YOUR GOAL
Write out every one of the entries below word for word, and leave the pictures out.

** START OF DATA FOR PROCESSING **

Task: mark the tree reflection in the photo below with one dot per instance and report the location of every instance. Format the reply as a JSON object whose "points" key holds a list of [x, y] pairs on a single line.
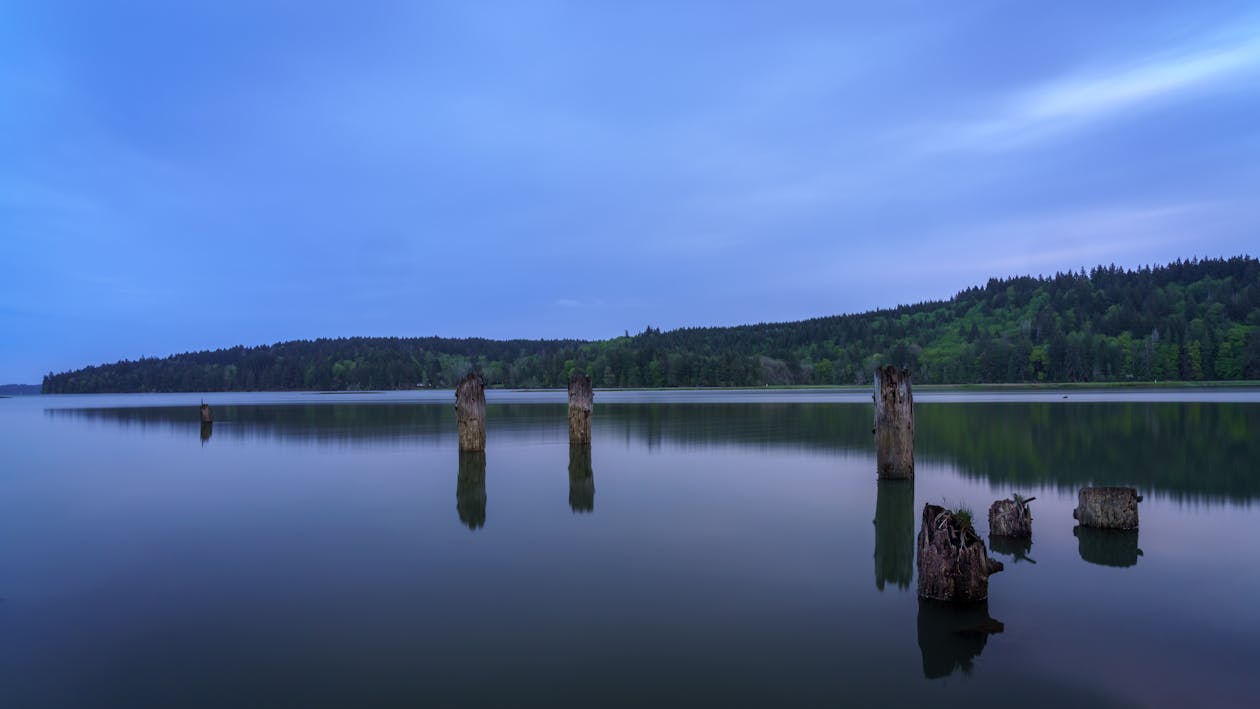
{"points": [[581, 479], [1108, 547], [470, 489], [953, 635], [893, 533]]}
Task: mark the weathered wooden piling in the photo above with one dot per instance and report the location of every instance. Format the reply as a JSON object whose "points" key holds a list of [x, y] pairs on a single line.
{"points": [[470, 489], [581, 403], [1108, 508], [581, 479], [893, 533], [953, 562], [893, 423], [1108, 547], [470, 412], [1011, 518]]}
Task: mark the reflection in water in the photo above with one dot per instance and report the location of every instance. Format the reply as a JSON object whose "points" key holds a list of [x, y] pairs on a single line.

** END OF DATA FOR PROCESSING **

SOLUTION TO THIS EXERCISE
Task: mark the tree reflection in the photo below with one dot per instance and report the location of every instance. Format the reply as a JSON object whose "points" key holds a list of [x, y] pairs on a single line.
{"points": [[581, 479], [1108, 547], [470, 489], [953, 635], [893, 533]]}
Task: mark the weathered wooden piling in the photo above with one dot per instance and report the location of every instance. Format the reply as a JSON object whose "points" key holds a list of [x, y] pairs on a single line.
{"points": [[470, 489], [581, 403], [1108, 508], [581, 479], [893, 533], [953, 562], [893, 423], [1108, 547], [470, 412], [1011, 518]]}
Task: mark the reflection in water in the photo above with one dot per instance and report the location of every instance. Format the reply as a JSON object whose "points" key holds a list of [x, y] pairs on a single line.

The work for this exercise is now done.